→ **WHAT YOU SHOULD DO**: Using the records that follow, copy every line containing the word "seat".

→ **MATERIAL SHOWN**:

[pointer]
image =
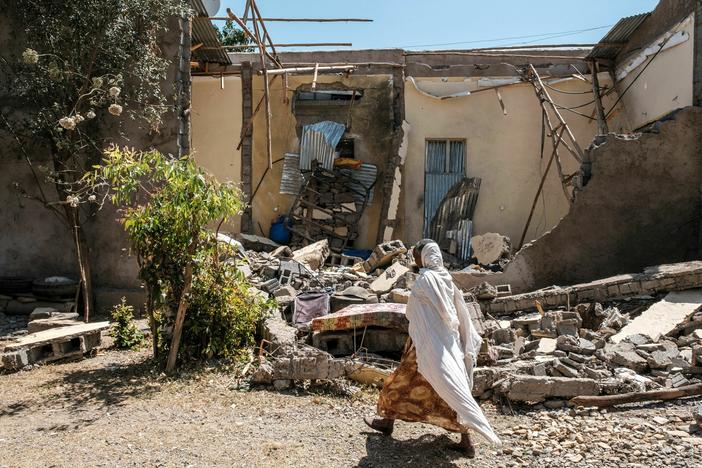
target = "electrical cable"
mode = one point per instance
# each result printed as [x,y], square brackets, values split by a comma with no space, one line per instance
[621,95]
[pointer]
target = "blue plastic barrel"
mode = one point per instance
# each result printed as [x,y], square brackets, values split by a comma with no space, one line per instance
[279,231]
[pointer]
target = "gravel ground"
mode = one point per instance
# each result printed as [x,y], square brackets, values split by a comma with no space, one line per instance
[116,410]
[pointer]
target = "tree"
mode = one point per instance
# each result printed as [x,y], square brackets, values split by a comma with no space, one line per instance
[86,65]
[229,35]
[166,205]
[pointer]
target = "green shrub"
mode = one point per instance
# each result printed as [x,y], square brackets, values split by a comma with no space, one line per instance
[124,330]
[222,313]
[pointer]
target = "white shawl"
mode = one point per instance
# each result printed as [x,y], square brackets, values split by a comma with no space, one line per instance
[446,340]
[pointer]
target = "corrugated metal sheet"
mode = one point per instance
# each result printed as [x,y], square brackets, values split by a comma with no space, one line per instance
[436,186]
[292,178]
[453,218]
[204,33]
[444,168]
[617,37]
[366,175]
[319,142]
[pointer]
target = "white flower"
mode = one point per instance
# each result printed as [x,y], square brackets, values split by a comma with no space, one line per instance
[68,123]
[115,109]
[30,56]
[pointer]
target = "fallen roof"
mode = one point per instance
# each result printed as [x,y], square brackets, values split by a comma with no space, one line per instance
[204,33]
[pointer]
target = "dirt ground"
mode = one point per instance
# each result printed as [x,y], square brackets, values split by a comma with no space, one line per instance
[117,410]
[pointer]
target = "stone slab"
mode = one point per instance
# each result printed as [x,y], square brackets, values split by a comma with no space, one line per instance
[358,316]
[663,316]
[387,280]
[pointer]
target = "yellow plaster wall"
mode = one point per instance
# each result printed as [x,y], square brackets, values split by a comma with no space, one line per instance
[503,150]
[268,203]
[664,86]
[215,126]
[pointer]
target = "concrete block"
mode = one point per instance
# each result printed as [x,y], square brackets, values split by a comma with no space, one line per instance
[14,360]
[536,389]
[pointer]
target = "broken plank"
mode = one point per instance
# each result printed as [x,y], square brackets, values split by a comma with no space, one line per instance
[663,316]
[54,334]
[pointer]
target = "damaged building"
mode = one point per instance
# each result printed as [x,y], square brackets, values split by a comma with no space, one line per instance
[454,145]
[554,178]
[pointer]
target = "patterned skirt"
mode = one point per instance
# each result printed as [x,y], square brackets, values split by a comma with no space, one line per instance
[407,395]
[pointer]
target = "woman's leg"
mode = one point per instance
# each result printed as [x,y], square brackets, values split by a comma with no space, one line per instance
[383,425]
[465,445]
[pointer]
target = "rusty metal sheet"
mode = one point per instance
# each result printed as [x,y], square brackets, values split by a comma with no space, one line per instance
[453,218]
[318,142]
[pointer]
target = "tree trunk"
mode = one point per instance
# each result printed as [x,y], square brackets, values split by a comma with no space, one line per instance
[152,320]
[182,306]
[82,258]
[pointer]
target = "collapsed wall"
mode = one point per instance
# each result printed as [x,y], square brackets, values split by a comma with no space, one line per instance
[36,244]
[640,207]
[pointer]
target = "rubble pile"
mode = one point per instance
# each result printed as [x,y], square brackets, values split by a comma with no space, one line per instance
[334,317]
[34,304]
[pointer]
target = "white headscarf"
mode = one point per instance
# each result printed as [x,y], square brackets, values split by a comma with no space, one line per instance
[446,340]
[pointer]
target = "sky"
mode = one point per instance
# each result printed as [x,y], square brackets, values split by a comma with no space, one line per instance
[444,24]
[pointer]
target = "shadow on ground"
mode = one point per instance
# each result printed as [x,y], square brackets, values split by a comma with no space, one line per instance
[427,450]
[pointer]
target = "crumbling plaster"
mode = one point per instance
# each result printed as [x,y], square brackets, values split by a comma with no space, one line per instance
[665,84]
[640,208]
[503,150]
[216,117]
[35,243]
[371,126]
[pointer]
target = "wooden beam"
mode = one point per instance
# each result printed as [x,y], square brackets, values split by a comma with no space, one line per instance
[266,89]
[281,71]
[541,186]
[300,20]
[602,128]
[302,44]
[314,77]
[697,56]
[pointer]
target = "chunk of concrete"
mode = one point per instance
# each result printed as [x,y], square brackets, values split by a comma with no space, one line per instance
[546,345]
[659,360]
[536,389]
[567,371]
[52,322]
[625,355]
[313,255]
[41,313]
[387,280]
[14,360]
[256,243]
[400,296]
[663,316]
[281,335]
[490,247]
[575,345]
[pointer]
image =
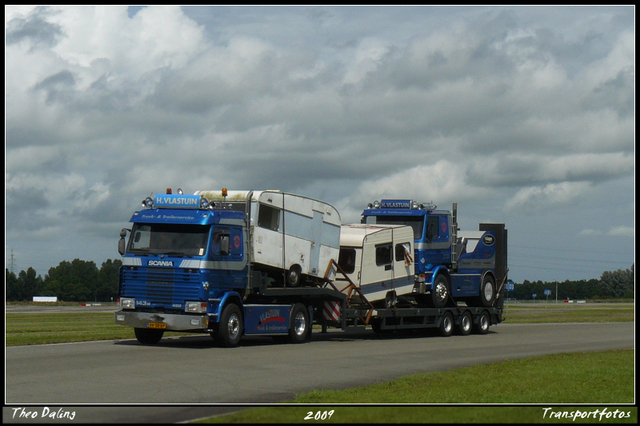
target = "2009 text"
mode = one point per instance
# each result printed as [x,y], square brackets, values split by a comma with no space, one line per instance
[320,415]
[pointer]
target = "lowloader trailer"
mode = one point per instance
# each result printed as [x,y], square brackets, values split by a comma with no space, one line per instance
[191,264]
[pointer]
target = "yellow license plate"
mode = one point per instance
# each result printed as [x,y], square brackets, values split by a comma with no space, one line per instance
[157,325]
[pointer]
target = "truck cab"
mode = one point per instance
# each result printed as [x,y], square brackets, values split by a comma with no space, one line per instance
[433,230]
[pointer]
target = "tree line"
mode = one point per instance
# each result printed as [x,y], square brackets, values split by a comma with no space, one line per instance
[76,281]
[82,281]
[611,285]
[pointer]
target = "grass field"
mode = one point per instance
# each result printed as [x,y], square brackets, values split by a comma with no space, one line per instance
[603,379]
[62,327]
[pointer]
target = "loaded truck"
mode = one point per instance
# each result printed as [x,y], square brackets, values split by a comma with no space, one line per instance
[269,263]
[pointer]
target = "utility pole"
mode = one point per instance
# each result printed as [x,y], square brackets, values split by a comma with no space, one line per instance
[12,264]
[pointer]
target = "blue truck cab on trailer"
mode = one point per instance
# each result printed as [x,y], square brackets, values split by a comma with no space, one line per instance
[448,266]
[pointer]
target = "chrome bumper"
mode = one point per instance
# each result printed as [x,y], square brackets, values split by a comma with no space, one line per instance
[174,322]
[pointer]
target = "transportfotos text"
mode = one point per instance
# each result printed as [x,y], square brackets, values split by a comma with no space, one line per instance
[549,413]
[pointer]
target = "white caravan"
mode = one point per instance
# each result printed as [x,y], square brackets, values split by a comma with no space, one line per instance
[378,259]
[288,233]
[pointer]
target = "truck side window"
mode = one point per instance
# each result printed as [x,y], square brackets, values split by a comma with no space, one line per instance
[347,260]
[383,254]
[268,217]
[401,250]
[432,228]
[221,242]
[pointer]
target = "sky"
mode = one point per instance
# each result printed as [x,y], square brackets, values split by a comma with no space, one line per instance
[521,115]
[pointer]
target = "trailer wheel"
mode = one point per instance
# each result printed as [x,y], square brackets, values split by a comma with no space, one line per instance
[487,291]
[147,336]
[466,323]
[484,322]
[230,329]
[300,329]
[440,291]
[446,324]
[293,276]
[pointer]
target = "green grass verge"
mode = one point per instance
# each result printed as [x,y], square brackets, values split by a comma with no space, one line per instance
[564,312]
[42,328]
[430,415]
[61,327]
[580,378]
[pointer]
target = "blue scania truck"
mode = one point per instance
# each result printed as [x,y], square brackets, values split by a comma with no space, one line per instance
[468,268]
[267,263]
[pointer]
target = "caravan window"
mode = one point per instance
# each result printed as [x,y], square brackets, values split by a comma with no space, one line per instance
[347,260]
[269,217]
[383,254]
[401,250]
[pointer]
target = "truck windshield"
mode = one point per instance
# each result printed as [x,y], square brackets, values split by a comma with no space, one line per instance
[416,222]
[170,239]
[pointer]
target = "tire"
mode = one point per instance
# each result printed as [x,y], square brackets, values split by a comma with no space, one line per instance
[300,329]
[294,276]
[230,328]
[487,291]
[147,336]
[440,291]
[483,324]
[446,324]
[466,324]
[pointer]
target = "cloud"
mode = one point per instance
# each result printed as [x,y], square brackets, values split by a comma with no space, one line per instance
[536,198]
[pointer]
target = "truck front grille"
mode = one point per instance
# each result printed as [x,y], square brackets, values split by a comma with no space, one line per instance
[162,286]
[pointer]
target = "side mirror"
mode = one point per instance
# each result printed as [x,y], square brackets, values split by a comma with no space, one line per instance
[224,245]
[122,242]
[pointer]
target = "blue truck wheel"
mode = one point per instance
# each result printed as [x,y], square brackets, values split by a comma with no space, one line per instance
[300,329]
[440,291]
[231,327]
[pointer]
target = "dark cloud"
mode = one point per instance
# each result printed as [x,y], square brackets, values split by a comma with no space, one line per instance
[34,29]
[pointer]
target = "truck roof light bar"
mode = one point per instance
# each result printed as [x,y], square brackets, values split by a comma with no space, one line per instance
[402,204]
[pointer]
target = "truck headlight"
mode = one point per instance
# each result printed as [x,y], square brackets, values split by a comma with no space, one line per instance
[195,307]
[127,303]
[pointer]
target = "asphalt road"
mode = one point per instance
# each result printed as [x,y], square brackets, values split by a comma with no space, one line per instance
[183,378]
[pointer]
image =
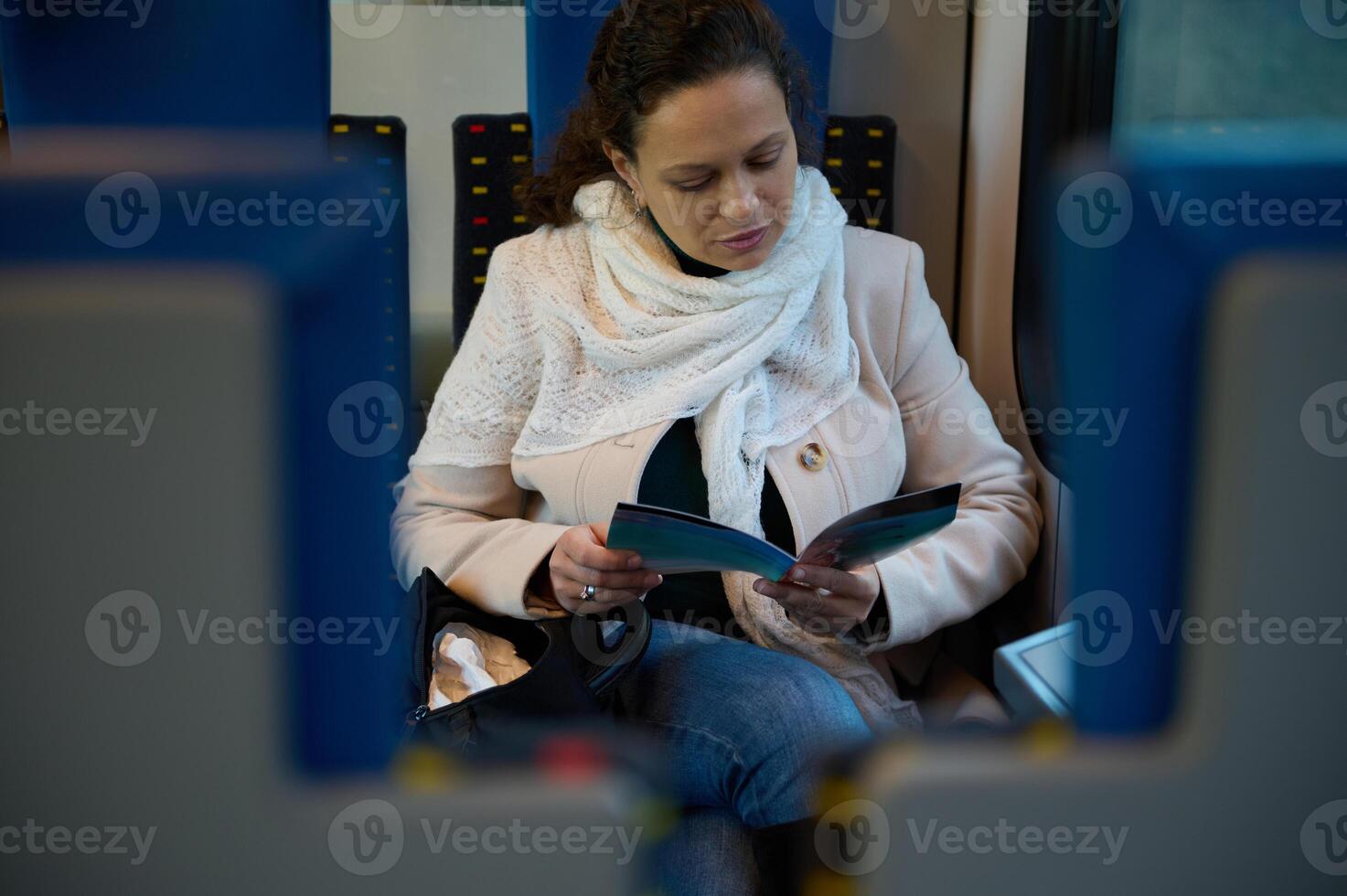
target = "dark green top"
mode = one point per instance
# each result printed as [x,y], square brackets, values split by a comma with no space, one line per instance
[674,478]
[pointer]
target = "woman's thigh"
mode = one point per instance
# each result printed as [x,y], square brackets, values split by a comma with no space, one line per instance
[743,727]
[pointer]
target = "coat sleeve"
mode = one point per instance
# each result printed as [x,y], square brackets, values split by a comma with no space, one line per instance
[460,511]
[466,525]
[951,437]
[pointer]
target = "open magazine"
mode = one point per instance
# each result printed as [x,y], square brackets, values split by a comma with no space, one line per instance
[675,542]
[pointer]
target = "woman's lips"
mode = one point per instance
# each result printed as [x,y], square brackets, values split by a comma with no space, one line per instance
[746,243]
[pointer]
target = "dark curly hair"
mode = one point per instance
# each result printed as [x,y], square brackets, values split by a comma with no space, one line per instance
[646,51]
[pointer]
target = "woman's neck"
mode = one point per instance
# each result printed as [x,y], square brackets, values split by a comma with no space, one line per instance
[686,261]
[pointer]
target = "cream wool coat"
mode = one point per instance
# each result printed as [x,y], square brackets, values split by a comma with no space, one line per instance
[914,422]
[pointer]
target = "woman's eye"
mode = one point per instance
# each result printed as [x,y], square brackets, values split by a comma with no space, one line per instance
[760,164]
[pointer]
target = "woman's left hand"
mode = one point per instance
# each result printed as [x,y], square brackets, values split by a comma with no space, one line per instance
[820,597]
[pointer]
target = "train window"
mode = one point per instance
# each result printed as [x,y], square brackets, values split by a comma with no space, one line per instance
[1184,62]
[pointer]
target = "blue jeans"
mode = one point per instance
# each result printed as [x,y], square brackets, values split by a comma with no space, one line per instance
[743,728]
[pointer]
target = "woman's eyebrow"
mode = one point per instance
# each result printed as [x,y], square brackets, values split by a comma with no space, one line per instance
[695,166]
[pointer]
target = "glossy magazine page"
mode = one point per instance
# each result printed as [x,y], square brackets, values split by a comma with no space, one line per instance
[677,542]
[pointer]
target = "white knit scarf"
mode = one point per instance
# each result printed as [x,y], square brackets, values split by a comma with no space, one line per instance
[757,357]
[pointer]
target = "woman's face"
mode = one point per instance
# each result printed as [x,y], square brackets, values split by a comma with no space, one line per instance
[717,162]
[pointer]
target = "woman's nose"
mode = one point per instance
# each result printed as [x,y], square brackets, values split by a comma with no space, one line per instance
[740,205]
[740,210]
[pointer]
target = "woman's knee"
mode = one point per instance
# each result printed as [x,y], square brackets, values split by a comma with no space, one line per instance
[806,705]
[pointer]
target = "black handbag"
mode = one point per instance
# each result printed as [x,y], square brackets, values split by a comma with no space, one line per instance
[574,663]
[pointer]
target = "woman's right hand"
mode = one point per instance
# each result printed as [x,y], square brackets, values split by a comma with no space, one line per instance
[581,558]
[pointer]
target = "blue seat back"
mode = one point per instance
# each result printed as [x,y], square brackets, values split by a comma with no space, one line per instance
[1132,289]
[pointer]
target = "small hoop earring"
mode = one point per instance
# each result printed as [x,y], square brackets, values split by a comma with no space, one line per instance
[637,216]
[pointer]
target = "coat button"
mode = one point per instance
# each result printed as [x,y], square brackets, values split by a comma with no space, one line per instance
[814,457]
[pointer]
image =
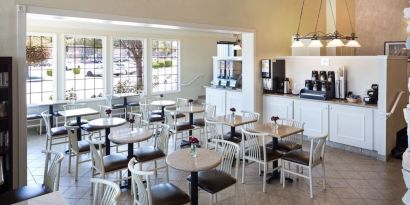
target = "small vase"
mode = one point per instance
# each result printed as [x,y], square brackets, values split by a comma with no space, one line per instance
[193,150]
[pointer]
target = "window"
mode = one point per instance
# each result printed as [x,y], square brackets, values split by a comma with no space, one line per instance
[128,65]
[83,67]
[41,63]
[165,65]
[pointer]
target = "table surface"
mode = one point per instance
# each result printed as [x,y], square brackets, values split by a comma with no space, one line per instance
[163,103]
[188,109]
[107,122]
[53,198]
[233,121]
[78,112]
[126,136]
[282,131]
[182,160]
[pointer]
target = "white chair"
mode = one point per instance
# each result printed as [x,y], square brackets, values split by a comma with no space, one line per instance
[53,133]
[51,181]
[216,180]
[177,127]
[77,148]
[105,192]
[159,194]
[307,160]
[156,152]
[256,151]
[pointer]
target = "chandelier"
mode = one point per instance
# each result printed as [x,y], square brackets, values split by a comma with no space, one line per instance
[335,39]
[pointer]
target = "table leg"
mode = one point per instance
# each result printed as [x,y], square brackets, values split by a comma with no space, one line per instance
[194,188]
[51,112]
[107,142]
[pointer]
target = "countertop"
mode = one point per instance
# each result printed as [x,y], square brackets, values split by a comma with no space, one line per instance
[333,101]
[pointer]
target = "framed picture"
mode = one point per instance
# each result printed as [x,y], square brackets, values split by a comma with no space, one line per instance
[395,48]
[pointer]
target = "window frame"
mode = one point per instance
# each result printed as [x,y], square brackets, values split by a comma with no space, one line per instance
[54,37]
[179,74]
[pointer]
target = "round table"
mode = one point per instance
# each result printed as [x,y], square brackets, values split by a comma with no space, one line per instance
[130,136]
[205,160]
[107,123]
[163,104]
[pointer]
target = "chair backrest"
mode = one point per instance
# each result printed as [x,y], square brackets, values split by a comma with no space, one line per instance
[252,116]
[182,102]
[46,117]
[72,137]
[213,130]
[229,151]
[161,142]
[296,138]
[142,194]
[105,192]
[97,155]
[252,144]
[52,170]
[317,149]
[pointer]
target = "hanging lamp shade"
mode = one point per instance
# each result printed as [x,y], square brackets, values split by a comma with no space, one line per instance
[315,44]
[335,43]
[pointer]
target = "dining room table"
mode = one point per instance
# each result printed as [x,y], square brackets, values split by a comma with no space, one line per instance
[282,131]
[163,103]
[130,136]
[78,114]
[233,121]
[107,123]
[53,198]
[204,160]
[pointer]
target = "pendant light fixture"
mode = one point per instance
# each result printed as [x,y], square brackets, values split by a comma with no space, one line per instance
[335,39]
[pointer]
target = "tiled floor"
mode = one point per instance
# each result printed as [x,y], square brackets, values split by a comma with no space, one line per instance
[351,179]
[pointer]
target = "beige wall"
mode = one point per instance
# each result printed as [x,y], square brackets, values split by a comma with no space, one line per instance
[378,21]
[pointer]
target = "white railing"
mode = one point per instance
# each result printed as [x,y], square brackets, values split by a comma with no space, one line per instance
[191,81]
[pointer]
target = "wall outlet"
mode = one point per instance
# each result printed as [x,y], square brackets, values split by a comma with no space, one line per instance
[325,62]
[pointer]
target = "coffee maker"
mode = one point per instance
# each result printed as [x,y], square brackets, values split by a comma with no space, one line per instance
[273,75]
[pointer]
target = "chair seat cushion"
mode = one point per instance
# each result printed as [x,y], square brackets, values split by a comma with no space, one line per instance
[213,181]
[182,126]
[199,122]
[133,104]
[23,193]
[34,117]
[114,162]
[297,156]
[74,122]
[57,131]
[288,146]
[270,154]
[147,153]
[168,194]
[89,128]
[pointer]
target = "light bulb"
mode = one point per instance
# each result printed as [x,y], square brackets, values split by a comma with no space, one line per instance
[315,44]
[335,43]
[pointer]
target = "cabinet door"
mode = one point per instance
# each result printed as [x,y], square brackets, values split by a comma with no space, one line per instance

→ **RESULT BELOW**:
target = "blue seat back"
target = "chair seat cushion"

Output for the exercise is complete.